◆ INFORMATION GIVEN:
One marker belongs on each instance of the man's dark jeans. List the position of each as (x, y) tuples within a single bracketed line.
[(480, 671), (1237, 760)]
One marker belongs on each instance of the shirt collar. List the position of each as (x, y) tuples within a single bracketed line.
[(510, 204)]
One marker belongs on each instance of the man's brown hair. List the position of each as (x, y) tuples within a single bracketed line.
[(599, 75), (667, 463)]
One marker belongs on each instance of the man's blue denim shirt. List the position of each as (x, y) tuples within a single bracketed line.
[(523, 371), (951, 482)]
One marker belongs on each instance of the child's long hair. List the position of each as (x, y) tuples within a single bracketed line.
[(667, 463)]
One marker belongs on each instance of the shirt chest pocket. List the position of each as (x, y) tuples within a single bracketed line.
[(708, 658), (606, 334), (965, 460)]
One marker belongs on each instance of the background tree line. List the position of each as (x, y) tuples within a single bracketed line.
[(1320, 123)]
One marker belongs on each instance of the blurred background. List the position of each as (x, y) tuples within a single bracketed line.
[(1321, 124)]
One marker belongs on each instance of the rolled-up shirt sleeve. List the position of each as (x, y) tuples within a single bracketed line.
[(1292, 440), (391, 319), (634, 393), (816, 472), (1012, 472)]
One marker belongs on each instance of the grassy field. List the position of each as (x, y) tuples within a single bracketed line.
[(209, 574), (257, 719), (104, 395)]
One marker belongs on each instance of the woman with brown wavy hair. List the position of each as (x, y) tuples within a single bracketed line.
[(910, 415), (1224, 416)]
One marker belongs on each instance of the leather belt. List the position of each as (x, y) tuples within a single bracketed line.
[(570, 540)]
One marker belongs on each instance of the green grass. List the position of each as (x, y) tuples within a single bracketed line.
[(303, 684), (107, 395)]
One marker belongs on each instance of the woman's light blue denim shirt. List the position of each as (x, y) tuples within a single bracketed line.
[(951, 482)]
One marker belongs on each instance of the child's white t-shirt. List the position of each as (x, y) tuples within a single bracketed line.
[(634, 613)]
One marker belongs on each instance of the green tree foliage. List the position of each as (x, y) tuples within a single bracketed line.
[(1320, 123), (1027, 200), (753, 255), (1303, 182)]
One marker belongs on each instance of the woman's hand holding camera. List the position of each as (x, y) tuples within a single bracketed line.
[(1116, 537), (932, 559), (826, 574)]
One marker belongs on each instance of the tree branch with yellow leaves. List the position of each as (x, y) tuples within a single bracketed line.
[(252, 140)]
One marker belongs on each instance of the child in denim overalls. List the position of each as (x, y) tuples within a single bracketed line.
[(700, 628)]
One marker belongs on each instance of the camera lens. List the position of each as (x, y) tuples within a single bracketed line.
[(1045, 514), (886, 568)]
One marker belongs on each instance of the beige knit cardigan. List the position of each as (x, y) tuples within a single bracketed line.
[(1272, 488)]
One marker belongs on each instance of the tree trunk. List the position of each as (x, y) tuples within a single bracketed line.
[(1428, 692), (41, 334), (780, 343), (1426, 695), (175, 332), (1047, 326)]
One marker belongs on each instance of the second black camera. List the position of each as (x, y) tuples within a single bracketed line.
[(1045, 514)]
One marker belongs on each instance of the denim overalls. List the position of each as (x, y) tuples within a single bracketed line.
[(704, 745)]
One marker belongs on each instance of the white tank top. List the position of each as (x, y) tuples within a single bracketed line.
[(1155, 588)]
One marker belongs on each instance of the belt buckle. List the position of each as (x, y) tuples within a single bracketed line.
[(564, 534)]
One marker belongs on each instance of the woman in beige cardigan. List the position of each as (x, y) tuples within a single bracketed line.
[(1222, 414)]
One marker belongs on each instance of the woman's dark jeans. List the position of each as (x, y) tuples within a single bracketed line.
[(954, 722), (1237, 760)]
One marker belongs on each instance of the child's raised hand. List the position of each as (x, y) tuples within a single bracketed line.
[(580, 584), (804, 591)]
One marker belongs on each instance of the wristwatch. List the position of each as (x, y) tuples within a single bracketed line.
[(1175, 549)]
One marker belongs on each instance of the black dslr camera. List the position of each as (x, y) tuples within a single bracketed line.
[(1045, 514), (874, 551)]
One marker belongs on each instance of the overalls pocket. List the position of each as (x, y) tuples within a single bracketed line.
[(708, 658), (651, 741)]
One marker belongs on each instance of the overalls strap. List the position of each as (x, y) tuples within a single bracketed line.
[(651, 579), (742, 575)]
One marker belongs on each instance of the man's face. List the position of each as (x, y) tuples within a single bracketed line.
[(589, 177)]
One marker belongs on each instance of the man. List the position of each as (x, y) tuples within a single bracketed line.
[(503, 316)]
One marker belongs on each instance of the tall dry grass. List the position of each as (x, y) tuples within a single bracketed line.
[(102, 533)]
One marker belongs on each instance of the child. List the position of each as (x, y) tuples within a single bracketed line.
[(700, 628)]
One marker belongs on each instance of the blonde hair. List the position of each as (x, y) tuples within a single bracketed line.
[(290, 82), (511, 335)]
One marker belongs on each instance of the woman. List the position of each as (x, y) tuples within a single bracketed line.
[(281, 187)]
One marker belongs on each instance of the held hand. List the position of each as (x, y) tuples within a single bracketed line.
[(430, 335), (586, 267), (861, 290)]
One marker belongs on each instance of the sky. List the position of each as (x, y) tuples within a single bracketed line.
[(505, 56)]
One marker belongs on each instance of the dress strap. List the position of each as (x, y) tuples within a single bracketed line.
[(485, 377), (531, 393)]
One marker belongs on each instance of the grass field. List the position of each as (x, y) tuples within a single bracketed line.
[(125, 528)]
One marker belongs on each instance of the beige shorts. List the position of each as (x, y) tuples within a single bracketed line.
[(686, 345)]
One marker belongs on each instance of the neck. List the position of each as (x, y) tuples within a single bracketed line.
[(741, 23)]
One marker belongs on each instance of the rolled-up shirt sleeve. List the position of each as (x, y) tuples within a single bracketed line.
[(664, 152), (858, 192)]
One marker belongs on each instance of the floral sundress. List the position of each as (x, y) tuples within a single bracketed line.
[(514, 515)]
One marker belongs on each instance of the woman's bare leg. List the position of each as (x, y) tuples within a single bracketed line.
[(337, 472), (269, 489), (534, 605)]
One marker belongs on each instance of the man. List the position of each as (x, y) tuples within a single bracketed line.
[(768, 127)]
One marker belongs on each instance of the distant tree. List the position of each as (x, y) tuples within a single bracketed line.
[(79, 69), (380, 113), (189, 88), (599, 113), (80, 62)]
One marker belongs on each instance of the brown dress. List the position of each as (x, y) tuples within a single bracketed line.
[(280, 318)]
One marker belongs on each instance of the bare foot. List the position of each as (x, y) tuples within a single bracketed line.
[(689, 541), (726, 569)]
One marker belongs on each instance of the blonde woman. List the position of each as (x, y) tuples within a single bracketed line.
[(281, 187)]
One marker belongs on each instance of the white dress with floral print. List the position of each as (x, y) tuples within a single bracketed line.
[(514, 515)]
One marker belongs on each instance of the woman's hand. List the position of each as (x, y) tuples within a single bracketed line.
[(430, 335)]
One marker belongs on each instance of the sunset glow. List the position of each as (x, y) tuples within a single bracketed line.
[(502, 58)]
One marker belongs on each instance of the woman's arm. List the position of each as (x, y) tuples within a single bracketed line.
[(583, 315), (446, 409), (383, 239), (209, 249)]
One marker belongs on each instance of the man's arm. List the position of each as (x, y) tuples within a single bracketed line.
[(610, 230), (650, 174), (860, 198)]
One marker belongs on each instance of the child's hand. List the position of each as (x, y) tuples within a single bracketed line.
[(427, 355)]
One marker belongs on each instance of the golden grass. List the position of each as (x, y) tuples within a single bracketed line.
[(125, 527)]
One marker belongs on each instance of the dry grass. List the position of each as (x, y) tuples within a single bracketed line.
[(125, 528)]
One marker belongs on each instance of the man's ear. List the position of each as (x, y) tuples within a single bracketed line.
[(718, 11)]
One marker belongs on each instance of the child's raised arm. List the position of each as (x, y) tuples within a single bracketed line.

◆ GOAL OF THE EXERCISE:
Copy out, word for word, everything from the first line down to and including the line containing "[(1320, 123)]".

◆ CORRECT ANSWER:
One marker belongs on each instance of the man's dark jeans. List the position of each as (x, y) tuples within a single bracketed line.
[(480, 671), (1237, 760)]
One marker belongs on each instance of the shirt collar. List the position of each as (x, y) tuples within a single bracketed line.
[(510, 204)]
One marker belongs on each instance of the man's brown hair. List the position of each as (x, y) tuples within a single bracketed line.
[(599, 75), (667, 463)]
One marker belongs on each instance of the man's blue denim shirt. List the position of each as (x, y) tuples within a single bracketed line.
[(523, 371), (951, 482)]
One marker belongs on each instance of the child's long hair. List the position of each as (x, y) tuples within a single bracketed line.
[(667, 463)]
One marker belongs on each instance of the shirt chest pocket. List the position of each as (x, y) tuples within a single bracketed line.
[(708, 658), (606, 334), (965, 460)]
One marker belongs on each instance of the background tree line. List the position of each as (x, y) tuples within a single bracketed line.
[(1320, 123)]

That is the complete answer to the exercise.